§ Passage:

An Oyssey Through the Nation's Capital

 

4 TRAFALGAR SQUARE

 

Before us now, the Great Square: the Capital’s centre piece, Forum, Piazza, Camp Santo (atoning for Whitehall). The single unchallenged place of congregation for the Metropolis, positioned at its very fulcrum, commanding all sides: The Strand, the Mall, Whitehall, the West End. The one window on London as a whole and the escape hatch where – at some point in their myriad peregrinations and ambits – all Londoners surface, from countless directions and haunts inconceivable, to breathe, find daylight, unwind, spread out. Idle, chatter, orate. March and gallivant.

 

£240? It should have a far higher rent in that beguiling board game.

 

Thus we have this hierarchy: from this perch is surveyed the whole Metropolis, no question; the views sweep to all corners, even across the river. A step below comes Piccadilly Circus, defining and giving form and shape to a territory more circumscribed, the West End, as does The Bank to the City, Elephant and Castle the south, Marble Arch north-west – and so on. Then, within, or below, conceptually, hierarchically speaking, are the sub-districts, with each its own focal point and escape hatch: Leicester Square for the 24-hour nocturnal light shows; Oxford Circus, high street chains and year-round sales; Waterloo Place, the clubs and smoking rooms, dens of privilege and intrigue; Seven Dials and Covent Garden, yet more consumer enchantment. The Mall for mass expressions of fealty, articulation of the collective gemütlich. To each its gathering place, its forum and rendezvous. And, above them all, with a purview of the entirety, this unique, formally expressive space, with its terraces and fountains, Empire-inveighing architecture, statues upon plinths, congenial balustrades and steps. Here is Charing Cross, the cabbies’ reference point; equestrian Charles I with a plaque to mark the ‘true’ centre; Admiralty Arch, greatest of all the capital’s assorted entrances (see below↓); St. Martin’s, parish church for the nation (as near as gets); London’s smallest police box (delight of tourist guides and books, in fact a broom cupboard); above all, Horatio, our Chief of Men (whatever Lady Antonia might think), surveying the scene imperiously. But we’ll come to the Great Man last as he is sort of omnipotent, up there on his pedestal, an inescapable presence.

§ Challenge 1:
In the Trafalgar Square passage, what is London's smallest police box in fact?
§ Challenge 2:
Return every line of the rows below that contains the string "fallen", matching case exactly.

§ Data for the task:
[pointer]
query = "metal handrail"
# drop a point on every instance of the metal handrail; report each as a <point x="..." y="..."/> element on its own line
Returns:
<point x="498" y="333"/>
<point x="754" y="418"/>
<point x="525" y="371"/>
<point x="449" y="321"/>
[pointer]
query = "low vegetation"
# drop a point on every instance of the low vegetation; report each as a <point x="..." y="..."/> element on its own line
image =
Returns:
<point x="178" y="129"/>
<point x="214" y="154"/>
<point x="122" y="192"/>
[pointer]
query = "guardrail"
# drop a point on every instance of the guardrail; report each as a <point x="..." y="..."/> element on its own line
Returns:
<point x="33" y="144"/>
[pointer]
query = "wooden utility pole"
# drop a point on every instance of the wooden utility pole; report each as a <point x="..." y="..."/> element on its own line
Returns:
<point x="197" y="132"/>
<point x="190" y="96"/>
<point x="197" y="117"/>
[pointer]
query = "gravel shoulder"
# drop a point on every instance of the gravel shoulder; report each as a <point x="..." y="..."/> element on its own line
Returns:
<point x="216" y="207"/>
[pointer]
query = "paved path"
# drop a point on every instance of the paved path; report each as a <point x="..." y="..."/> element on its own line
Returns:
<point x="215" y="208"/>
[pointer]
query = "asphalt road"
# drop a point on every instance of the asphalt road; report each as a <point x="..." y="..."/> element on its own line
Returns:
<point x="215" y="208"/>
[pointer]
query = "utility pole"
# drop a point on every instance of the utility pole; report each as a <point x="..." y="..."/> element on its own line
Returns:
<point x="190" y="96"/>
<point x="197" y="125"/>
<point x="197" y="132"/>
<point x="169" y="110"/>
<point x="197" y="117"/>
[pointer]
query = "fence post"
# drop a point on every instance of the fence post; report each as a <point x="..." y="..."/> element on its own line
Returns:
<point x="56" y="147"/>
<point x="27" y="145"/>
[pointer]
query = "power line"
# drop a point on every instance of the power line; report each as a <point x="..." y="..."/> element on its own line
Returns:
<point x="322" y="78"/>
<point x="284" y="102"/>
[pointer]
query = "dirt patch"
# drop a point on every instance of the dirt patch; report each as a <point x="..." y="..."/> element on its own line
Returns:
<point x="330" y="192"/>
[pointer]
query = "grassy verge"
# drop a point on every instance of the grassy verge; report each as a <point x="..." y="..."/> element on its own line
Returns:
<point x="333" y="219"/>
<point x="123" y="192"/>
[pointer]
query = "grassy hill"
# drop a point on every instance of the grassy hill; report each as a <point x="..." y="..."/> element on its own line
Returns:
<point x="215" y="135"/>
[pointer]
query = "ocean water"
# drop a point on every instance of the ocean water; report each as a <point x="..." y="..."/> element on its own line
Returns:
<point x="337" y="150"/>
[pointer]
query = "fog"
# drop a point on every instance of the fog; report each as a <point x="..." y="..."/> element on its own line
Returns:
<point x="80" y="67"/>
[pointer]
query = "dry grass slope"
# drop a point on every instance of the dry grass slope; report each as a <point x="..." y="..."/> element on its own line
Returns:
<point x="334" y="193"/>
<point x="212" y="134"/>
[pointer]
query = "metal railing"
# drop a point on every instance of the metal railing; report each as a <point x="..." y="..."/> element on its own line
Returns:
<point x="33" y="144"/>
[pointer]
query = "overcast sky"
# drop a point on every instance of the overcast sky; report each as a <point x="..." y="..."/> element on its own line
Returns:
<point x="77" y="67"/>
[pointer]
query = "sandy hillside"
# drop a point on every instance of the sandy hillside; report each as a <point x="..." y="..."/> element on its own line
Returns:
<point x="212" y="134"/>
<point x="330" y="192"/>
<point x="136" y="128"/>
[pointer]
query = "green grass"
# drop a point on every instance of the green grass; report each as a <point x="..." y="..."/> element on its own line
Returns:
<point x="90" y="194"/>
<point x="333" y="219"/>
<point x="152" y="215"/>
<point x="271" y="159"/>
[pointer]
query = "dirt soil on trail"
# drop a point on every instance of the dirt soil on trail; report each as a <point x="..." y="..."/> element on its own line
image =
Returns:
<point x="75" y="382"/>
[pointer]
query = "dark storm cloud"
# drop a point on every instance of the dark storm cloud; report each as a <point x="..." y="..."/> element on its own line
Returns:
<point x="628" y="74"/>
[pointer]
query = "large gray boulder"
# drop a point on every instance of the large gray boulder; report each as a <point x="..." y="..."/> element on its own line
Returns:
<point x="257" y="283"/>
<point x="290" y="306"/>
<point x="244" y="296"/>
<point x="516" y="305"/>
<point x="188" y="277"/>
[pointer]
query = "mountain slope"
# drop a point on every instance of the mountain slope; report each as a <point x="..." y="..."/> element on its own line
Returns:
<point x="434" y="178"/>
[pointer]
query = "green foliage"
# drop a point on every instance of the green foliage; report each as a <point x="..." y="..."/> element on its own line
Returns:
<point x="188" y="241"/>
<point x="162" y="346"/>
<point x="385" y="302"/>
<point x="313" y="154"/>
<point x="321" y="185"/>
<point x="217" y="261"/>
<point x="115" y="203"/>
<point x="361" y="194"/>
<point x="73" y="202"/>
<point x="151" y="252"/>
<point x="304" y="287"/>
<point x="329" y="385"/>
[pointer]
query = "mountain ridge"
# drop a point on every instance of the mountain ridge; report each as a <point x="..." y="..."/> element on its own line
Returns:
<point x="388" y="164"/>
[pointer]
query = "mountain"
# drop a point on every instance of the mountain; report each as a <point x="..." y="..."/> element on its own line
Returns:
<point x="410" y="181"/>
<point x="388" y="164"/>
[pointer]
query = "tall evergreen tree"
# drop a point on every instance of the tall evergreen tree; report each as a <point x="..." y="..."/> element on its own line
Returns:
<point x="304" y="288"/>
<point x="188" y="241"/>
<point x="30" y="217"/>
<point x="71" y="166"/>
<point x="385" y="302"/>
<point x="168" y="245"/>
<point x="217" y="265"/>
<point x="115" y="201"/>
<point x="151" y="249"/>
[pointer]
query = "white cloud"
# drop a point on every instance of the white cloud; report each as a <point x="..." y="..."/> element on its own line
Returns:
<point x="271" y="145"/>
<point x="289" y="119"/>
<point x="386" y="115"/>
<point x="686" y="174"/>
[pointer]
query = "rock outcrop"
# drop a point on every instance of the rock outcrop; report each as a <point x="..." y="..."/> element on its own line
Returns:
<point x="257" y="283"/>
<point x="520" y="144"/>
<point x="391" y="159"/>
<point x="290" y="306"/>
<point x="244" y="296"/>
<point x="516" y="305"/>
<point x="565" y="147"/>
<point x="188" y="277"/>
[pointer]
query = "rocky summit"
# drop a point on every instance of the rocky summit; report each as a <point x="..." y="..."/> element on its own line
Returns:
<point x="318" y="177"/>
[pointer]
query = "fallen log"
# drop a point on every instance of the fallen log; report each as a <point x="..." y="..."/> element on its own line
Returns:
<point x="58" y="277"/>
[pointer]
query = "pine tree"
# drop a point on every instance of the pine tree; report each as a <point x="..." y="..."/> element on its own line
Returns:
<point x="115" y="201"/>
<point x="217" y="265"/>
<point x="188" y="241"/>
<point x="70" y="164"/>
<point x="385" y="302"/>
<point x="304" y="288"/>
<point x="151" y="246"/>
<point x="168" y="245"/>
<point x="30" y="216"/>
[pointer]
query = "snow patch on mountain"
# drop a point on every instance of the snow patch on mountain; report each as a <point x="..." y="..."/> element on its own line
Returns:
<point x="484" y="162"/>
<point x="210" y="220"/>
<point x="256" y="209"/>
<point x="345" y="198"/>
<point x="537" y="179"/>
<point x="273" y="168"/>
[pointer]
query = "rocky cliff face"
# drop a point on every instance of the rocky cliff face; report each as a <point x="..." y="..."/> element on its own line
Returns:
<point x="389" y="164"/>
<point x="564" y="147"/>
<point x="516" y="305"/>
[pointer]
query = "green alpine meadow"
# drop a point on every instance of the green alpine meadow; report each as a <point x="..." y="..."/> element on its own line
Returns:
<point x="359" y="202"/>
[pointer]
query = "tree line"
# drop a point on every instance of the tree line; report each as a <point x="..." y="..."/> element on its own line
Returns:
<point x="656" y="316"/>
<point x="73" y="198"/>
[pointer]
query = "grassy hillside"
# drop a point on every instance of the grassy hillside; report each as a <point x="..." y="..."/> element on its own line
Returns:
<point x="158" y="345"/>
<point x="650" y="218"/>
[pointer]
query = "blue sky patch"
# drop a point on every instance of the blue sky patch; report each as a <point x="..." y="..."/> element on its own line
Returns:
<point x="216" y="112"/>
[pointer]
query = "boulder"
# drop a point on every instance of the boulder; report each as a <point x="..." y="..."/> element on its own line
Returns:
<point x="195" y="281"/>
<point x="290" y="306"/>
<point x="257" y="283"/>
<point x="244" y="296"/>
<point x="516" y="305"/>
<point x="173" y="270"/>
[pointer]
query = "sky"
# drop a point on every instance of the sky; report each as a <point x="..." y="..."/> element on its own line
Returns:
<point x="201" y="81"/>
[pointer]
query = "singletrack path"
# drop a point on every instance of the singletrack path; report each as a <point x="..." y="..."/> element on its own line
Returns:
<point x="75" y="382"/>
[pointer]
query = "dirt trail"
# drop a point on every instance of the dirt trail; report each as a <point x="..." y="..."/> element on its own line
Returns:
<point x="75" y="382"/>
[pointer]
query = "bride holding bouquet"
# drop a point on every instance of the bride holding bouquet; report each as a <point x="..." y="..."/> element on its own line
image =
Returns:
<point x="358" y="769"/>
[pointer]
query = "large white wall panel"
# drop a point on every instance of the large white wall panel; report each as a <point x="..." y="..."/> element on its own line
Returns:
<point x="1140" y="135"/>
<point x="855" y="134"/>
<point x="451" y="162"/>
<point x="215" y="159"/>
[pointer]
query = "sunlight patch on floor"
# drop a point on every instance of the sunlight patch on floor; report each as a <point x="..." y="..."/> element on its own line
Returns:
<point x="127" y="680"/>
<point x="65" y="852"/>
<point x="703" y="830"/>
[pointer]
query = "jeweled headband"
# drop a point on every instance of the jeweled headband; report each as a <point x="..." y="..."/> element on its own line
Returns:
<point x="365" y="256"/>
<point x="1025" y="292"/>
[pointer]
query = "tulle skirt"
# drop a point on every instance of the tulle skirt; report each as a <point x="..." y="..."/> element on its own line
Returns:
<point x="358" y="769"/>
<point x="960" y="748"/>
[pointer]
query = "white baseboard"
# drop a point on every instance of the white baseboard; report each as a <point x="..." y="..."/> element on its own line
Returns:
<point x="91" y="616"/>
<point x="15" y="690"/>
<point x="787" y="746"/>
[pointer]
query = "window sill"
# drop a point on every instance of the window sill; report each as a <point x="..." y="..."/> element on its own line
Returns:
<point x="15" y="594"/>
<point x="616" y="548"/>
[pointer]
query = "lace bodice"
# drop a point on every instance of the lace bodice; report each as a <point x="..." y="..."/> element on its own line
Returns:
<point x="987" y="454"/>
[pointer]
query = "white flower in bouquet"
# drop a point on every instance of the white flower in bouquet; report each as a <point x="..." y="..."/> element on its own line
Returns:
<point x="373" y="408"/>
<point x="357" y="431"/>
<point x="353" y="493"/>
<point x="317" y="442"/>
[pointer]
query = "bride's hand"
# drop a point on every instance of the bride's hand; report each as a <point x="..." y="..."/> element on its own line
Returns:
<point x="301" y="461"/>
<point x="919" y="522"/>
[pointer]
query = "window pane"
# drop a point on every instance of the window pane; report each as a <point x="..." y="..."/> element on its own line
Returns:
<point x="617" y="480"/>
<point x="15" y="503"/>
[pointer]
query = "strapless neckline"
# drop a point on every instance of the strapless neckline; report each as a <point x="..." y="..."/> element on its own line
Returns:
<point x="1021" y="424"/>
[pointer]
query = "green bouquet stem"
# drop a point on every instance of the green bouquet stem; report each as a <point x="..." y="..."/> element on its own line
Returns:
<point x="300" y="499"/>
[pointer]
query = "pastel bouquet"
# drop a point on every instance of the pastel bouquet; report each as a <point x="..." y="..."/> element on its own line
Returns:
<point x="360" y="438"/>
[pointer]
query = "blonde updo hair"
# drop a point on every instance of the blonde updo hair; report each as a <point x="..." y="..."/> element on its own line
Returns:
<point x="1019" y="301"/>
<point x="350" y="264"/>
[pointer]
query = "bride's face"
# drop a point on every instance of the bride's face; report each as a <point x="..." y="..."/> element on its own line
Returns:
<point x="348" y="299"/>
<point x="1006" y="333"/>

§ Solution 1:
A broom cupboard.

§ Solution 2:
query = "fallen log"
# drop a point on every instance of the fallen log; report each as a <point x="..." y="..."/> element on its own line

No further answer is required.